┌─ TEXTE

Les membres du bureau de ce colloque ont vraiment flatté mon petit pays en pensant «qu'une petite île comme jersey aurait une contribution à faire au sujet de l'humour, sujet qui est à la fois d'une nature abstraite et ne se prête pas facilement à des classifications nettes. J'avoue que l'invitation que j'ai reçue fut, pour moi, dans un sens, un défi vu que, à ma connaissance, le sujet n'avait jamais été traité ni même reconnu comme ayant un caractère spécial ».
J'ai trouvé assez fascinant de chercher et d'essayer de ranger les diverses formes d'humour que j'ai pu identifier, cet humour qui assaisonne et illumine les contradictions de la vie et qui démontre la similarité des choses qui ne paraissent pas semblables et qui, par les mots et les expressions, et même les événements, nous amusent par le ridicule et l'absurde, et provoquent l'imagination vers le comique. L'humour est le reflet, - une distillation, on peut le dire - de la diversité des éléments qui constituent les moeurs d'un peuple. Et c'est un moyen qui sert à la fois à communiquer des idées et à comprendre les gens.
Chez nous, il y a eu quelques éléments distinctifs qui, je pense, ont contribué à la création d'un sens de l'humour avec ses propres particularités. Nous sommes une petite île, avec une petite population autrefois très resserrée et introvertie. En commun trait avec le reste de la Normandie, l'agriculture et la mer ont bien marqué la vie et la mentalité du peuple. Mais, en contraste avec la France, nous n'avons pas eu de révolutions - nous avons mille ans de continuité - et de plus en plus nous avons été sous l'influence de l'Angleterre avec des résultats inévitables et croissants, et même intensifiés en raison des rapports tendus pendant plusieurs siècles entre la France et l'Angleterre. Cette tension, accentuée par les conflits d'intérêts à l'étranger notamment, pour nous Normands, en Terre-Neuve et au Canada.

└─
┌─ ENTRÉES FOURNIES

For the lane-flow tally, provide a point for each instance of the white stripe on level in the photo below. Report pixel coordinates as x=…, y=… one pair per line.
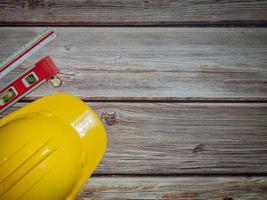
x=21, y=96
x=27, y=54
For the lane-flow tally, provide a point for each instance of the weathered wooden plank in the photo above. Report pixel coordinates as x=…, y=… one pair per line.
x=185, y=138
x=180, y=188
x=154, y=63
x=140, y=12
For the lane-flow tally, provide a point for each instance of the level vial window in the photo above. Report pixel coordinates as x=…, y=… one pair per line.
x=7, y=95
x=30, y=79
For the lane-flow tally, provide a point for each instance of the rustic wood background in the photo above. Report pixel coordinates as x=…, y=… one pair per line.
x=182, y=84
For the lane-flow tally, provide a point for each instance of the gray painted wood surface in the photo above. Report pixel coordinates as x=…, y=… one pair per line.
x=154, y=63
x=181, y=188
x=184, y=138
x=130, y=12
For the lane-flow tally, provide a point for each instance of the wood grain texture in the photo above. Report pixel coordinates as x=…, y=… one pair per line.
x=180, y=188
x=132, y=12
x=154, y=63
x=185, y=138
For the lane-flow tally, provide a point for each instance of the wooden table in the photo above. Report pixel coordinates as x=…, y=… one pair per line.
x=180, y=85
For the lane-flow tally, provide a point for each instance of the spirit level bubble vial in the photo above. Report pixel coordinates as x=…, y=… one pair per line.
x=42, y=71
x=39, y=41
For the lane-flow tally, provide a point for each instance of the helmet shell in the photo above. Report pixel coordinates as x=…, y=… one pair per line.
x=45, y=154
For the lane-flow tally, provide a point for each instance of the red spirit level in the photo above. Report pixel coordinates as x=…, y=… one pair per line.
x=42, y=71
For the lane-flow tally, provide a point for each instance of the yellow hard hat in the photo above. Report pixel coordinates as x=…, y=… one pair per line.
x=49, y=148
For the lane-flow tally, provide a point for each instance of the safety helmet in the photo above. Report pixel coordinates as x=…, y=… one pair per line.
x=49, y=148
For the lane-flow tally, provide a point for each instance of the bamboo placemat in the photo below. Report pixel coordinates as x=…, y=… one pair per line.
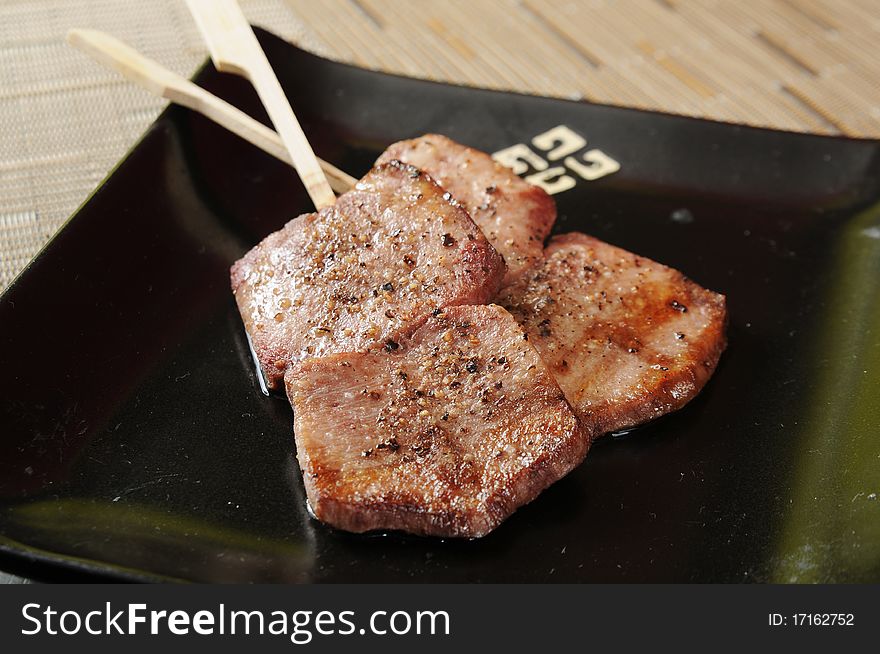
x=803, y=65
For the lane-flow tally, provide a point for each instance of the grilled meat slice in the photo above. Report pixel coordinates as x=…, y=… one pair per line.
x=626, y=338
x=365, y=271
x=445, y=434
x=514, y=215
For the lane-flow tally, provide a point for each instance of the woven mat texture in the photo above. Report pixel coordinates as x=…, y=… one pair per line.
x=802, y=65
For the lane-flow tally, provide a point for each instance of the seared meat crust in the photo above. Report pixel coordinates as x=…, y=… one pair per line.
x=445, y=434
x=514, y=215
x=626, y=338
x=368, y=269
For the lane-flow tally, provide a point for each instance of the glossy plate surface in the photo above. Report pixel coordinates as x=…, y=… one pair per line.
x=135, y=441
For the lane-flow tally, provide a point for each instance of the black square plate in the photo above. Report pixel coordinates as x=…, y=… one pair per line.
x=135, y=441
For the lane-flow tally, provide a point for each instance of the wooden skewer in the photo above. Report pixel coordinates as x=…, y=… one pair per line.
x=160, y=81
x=235, y=49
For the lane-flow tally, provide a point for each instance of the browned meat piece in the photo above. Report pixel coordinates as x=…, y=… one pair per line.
x=367, y=270
x=445, y=434
x=626, y=338
x=515, y=216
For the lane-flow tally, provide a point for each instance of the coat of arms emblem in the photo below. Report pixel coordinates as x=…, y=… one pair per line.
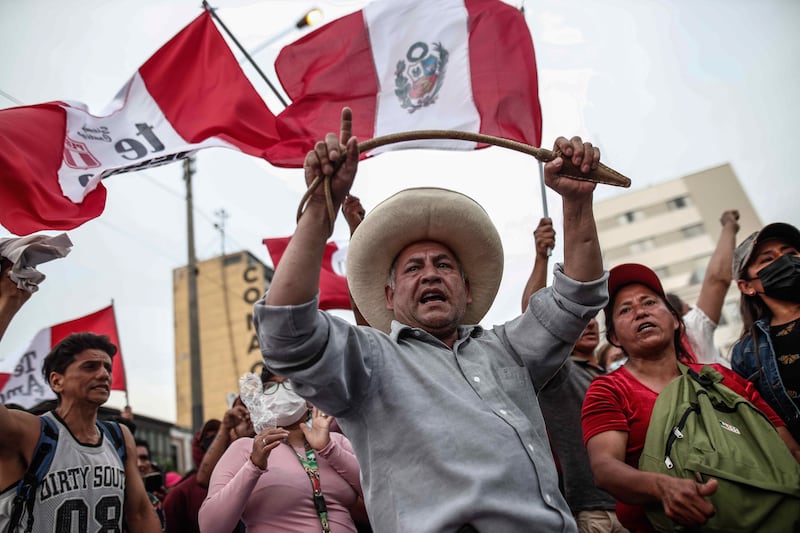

└─

_TRAVAIL DEMANDÉ:_
A – Dans le texte sur l'humour à Jersey, quelles deux réalités ont marqué la vie et la mentalité du peuple, comme dans le reste de la Normandie ?
B – Reprenez le texte sur l'humour à Jersey à partir de l'endroit où il s'arrête.
Les entrées ne sont d'aucune utilité pour ce travail.

_RÉPONSES DANS L'ORDRE:_
A – L'agriculture et la mer.

B –
C'est ainsi que, progressivement, la littérature et l'esprit français ont été submergés chez nous par ceux de l'Angleterre. Notons aussi, que, depuis cent ans au moins, presque tous les immigrés intellectuels ont été des Anglais ce qui a exercé une influence dominante sur la mentalité de la haute société de l'île. D'autre part, il est plus que probable que, parmi la masse d'émigrés de Jersey pendant quelques siècles, nous ayons perdu des îliens doués qui auraient sans doute enrichi la vie intellectuelle de l'île. Il y a même un élément d'humour dans le fait que l'ancienne Coutume de Normandie, que vous avez abandonnée à la suite de la Révolution, persiste en partie chez nous. Mais, tandis qu'autrefois nos hommes de loi devaient faire leurs études spécialisées à l'université de Caen, depuis quelque temps, ils font leurs études au barreau de Londres sans exception. Entre parenthèses, je dois dire que Guernesey exige encore que ses avocats fassent leurs études à Caen.
Une des influences spéciales sur les jersiais, et non des moindres, a été le fait que, jusqu'au début du vingtième siècle, ils étaient trilingues sans grand effort. A la maison, on parlait le dialecte ; on assistait au culte en français et on était instruit à l'école en anglais. Aujourd'hui, la langue anglaise domine. Inévitablement, l'humour anglais, moins vif et moins spirituel - mais peut-être souvent plus subtil - que l'humour français, s'est imposé. Pour chercher l'humour vraiment jersiais, il faut puiser dans la langue et la vie jersiaise.
La religion a joué un rôle important. Nous avons eu 80 ans de calvinisme aux 16e et 17e siècles et un protestantisme dominant pendant 500 ans au sein duquel le non-conformisme à l'anglicanisme fut une puissante influence. Ce furent les aristocrates de l'île qui restèrent fidèles à l'Eglise anglicane au 19e siècle alors que l'évangélisme de Wesley entraînait le peuple. L'importance de l'individu est implicite dans le dicton :
« Un tchian peut bein èrgarder un évêque ».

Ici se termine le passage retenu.